### 設問の目標
掲載文によると、本件補正は特許法第17条の2第5項第4号に掲げる何を目的とするものと判断されたか。

### 掲載文
>>>>>
結論 本件審判の請求は、成り立たない。 
理由 1.手続の経緯
本願は、平成20年10月22日の出願であって、平成24年8月16日付けで拒絶の理由が通知され、これに対し、平成24年10月16日付けで意見書及び手続補正書が提出され、その後、平成24年11月28日付けで拒絶をすべき旨の査定がされ、これに対し、平成25年2月28日付けで拒絶査定不服審判の請求がされると共に手続補正書が提出され、さらに、平成25年5月9日付けで審尋がなされ、これに対し、平成25年7月10日付けで回答書が提出されたものである。

2.平成25年2月28日付け手続補正書による補正について
平成25年2月28日付け手続補正書による補正(以下「本件補正)という。)は、特許請求の範囲の請求項1に関し、本件補正前に「前記オイルポンプの圧力室の前方を密封するためのポンプカバーが、前記圧力室が収容されるラダーフレームの長手方向に亘って延在されている」であったものを、本件補正後に「前記オイルポンプの圧力室の前方を密封するためのポンプカバーが、前記圧力室が収容されるラダーフレームのクランク軸と直交する方向に亘って延在されている」(なお、下線は、当審において補正箇所を明示するために付したものである。)とするものである。
本件補正は、同日付けの審判請求書における「審査官殿は、引用文献1には、『・・・ポンプカバー(引用文献1ではポンプカバー11)が、圧力室が収容されるラダーフレームの長手方向(引用文献1では気筒配列方向)に亘って延在される構成が記載されていると認められる』とご認定されておりますが、引用文献1のポンプカバー11は、図1にて、オイルポンプ16の周囲に略円形状のものが示されているだけで、それ以外には、ポンプカバー11は示されておりません。従いまして、審査官殿の『ポンプカバー(引用文献1ではポンプカバー11)が、圧力室が収容されるラダーフレームの長手方向(引用文献1では気筒配列方向)に亘って延在される構成』が記載されている、とのご認定には到底承服することはできないものであります。」(5頁13?28行)との主張と本件補正の内容を合わせて考慮すると、ポンプカバーが延在する「ラダーフレームの長手方向」についての審査官の見解を考慮して、当該ラダーフレームの方向について明確にしたものと評価できるので、特許法第17条の2第5項第4号に掲げる「明りょうでない記載の釈明」を目的とするものと判断する。
<<<<<
### エントリー一覧
>>>>>
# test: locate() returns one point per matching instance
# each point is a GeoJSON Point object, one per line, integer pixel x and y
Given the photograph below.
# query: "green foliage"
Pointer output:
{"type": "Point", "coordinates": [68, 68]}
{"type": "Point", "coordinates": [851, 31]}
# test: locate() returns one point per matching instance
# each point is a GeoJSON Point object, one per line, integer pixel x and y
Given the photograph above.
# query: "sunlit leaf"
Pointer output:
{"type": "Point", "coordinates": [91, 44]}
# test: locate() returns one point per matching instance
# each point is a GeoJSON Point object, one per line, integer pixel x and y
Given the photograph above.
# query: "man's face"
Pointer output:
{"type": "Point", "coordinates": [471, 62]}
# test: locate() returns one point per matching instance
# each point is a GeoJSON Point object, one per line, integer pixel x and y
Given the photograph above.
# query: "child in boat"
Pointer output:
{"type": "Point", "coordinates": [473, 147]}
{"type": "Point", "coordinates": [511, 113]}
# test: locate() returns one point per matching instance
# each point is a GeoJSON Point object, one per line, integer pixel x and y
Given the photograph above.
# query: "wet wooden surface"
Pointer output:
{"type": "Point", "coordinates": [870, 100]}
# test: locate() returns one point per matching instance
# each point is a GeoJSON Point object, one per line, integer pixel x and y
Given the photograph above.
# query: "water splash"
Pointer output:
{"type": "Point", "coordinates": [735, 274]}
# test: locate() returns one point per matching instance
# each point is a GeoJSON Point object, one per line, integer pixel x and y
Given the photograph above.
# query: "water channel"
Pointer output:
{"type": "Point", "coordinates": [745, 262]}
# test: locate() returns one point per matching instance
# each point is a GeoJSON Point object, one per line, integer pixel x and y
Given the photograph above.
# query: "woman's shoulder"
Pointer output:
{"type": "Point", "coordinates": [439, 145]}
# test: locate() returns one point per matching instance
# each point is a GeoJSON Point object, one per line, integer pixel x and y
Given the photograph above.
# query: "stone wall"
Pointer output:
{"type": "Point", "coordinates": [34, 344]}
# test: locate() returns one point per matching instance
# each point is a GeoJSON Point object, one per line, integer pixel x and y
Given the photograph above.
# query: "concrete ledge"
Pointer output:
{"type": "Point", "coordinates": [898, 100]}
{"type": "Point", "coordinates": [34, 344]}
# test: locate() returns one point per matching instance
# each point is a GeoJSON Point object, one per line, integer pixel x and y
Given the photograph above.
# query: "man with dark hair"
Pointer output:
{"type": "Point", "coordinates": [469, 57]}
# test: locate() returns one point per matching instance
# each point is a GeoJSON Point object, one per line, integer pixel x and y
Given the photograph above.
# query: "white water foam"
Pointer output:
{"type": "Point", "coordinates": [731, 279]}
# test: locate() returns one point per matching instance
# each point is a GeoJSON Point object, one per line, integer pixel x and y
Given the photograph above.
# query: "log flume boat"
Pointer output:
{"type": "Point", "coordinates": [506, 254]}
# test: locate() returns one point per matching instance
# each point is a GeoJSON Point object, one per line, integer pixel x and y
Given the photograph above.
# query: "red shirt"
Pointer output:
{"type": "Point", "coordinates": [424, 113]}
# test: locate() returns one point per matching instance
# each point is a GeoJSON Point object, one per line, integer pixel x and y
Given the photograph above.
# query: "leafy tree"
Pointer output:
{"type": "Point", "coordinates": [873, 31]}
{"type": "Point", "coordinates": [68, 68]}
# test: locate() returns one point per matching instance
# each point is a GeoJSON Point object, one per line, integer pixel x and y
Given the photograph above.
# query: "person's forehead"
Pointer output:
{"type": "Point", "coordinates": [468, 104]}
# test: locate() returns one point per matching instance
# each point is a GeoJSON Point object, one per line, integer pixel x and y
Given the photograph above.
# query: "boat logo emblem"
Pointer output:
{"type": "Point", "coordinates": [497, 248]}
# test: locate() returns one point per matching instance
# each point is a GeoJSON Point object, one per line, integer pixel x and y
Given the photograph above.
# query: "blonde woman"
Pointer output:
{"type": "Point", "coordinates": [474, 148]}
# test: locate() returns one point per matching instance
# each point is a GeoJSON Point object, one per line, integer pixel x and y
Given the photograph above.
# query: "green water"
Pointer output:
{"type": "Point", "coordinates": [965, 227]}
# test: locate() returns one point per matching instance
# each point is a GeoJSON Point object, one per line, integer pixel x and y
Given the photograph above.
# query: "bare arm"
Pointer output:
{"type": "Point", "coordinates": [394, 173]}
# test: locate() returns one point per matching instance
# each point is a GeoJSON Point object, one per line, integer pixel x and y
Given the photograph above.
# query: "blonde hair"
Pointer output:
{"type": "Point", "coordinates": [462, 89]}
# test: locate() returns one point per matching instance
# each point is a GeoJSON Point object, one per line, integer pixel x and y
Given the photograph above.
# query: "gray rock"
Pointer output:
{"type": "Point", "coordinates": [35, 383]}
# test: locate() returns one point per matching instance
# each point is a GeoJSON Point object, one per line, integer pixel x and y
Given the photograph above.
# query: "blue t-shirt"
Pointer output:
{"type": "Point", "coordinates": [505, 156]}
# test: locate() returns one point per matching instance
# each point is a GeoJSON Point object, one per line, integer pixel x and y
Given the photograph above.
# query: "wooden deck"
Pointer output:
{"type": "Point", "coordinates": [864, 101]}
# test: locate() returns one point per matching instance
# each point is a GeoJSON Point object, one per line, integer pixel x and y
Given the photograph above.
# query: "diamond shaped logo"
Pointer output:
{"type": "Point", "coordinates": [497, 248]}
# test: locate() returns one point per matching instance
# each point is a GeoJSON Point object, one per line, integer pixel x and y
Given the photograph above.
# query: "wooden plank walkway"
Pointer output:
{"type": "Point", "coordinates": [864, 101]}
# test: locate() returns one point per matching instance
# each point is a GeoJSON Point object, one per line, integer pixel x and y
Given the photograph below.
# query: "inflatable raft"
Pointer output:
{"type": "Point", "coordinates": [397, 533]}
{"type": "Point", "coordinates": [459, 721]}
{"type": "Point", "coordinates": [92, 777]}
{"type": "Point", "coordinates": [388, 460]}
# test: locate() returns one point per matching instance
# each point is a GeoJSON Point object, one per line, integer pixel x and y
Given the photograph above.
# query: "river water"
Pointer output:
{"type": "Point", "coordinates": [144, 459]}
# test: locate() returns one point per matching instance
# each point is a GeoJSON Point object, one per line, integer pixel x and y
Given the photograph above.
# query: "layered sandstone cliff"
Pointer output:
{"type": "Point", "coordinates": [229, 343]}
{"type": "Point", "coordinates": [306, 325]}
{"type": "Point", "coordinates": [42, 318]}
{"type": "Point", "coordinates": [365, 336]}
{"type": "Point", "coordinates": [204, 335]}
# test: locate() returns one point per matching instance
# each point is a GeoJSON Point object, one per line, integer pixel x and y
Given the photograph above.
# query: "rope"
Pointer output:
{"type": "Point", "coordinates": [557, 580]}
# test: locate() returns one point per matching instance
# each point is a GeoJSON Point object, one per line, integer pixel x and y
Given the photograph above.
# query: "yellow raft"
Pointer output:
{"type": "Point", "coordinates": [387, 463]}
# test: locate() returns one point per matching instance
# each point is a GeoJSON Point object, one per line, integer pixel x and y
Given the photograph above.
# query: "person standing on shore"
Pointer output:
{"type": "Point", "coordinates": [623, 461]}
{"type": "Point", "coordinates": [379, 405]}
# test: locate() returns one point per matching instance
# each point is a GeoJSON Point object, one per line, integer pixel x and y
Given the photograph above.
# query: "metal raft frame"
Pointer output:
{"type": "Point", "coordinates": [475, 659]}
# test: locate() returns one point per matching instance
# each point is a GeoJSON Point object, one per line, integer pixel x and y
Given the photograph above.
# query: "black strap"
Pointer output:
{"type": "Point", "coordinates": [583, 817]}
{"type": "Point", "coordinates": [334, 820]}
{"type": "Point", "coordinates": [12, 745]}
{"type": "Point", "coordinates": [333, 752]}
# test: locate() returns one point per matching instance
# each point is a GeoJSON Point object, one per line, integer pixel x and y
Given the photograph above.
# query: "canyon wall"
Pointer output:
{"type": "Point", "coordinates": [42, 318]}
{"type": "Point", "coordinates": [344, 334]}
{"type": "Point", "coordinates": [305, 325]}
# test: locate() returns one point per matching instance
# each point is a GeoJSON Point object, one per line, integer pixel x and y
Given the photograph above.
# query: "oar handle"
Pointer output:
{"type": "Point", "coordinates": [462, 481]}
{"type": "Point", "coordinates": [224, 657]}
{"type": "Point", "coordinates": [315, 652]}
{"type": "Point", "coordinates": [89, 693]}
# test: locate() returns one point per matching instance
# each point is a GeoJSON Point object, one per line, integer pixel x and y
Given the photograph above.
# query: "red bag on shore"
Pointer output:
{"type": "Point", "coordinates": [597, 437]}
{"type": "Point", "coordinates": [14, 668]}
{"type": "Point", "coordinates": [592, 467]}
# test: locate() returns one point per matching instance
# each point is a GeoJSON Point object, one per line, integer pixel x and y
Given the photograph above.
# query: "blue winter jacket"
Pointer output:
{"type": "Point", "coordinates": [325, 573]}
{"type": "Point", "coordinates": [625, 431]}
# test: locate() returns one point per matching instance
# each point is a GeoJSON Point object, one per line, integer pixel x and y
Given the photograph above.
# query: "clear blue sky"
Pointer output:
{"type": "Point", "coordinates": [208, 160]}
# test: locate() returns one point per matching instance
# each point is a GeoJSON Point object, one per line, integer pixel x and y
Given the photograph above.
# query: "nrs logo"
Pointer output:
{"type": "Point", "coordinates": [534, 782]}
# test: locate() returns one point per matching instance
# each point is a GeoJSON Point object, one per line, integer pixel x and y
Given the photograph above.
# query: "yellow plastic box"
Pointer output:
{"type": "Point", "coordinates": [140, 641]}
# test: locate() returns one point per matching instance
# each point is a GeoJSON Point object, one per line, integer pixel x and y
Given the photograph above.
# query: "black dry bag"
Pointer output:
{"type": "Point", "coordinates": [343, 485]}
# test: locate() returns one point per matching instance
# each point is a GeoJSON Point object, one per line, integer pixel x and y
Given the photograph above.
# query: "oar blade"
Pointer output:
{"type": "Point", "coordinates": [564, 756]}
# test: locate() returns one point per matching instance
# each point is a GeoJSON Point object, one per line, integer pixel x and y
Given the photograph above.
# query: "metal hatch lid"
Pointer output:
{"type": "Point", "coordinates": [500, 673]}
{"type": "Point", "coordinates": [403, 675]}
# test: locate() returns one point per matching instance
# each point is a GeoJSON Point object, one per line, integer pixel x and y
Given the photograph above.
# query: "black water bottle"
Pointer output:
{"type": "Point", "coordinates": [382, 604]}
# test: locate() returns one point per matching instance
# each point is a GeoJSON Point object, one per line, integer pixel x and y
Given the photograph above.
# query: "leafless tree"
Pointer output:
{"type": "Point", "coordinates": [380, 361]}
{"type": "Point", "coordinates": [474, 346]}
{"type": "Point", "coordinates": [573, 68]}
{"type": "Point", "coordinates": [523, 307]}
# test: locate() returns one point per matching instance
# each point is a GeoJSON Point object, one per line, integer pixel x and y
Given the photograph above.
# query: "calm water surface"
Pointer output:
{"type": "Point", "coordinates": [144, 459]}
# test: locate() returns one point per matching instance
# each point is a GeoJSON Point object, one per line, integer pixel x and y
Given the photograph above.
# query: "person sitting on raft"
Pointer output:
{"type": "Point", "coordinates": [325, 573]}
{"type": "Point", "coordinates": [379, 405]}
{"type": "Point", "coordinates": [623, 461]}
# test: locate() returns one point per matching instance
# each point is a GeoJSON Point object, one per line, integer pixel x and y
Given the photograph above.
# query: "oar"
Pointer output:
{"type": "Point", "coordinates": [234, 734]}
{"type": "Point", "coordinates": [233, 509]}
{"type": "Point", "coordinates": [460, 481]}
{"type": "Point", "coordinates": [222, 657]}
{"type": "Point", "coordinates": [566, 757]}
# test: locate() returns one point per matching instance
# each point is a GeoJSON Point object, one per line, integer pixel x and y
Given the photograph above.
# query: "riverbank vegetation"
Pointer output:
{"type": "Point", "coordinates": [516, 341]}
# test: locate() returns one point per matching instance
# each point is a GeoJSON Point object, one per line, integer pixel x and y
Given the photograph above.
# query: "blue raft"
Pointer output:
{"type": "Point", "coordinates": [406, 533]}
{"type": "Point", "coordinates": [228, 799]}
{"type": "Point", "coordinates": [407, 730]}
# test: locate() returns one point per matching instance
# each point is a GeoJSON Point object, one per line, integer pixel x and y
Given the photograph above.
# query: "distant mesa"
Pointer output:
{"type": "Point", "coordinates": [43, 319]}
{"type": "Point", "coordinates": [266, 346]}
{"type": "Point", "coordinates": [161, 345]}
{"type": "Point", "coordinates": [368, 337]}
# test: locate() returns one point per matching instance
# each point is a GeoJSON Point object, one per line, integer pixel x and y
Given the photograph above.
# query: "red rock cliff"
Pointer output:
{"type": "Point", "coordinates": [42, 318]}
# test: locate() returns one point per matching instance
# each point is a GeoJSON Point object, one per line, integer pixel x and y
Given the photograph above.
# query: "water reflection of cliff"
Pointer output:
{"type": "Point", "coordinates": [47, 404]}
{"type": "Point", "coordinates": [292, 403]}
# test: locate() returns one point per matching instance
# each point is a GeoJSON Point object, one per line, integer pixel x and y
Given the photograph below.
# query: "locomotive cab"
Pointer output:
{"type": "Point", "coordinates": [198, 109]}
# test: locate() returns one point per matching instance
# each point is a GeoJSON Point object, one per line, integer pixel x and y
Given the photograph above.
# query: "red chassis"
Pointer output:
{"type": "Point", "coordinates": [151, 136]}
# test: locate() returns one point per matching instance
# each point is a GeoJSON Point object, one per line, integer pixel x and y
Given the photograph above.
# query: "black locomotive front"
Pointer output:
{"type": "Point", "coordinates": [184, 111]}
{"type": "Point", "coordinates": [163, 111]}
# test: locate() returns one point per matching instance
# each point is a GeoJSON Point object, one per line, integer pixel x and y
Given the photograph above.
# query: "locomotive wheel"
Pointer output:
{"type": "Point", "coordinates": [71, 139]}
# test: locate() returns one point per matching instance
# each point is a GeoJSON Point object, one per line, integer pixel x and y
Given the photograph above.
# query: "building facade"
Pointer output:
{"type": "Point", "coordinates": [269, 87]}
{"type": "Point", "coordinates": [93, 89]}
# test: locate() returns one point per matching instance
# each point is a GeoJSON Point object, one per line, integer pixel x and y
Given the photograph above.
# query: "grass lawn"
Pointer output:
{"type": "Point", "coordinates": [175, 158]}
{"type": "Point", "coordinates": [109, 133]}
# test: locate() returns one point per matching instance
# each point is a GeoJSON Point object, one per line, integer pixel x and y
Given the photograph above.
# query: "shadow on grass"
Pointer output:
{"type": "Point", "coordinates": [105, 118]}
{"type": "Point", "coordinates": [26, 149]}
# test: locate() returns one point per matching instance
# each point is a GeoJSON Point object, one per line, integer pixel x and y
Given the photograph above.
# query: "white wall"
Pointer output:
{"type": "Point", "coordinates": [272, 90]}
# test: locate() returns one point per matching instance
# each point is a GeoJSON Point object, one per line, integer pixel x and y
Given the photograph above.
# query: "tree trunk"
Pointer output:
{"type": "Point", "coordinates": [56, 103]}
<<<<<
### 回答全文
「明りょうでない記載の釈明」を目的とするものと判断された。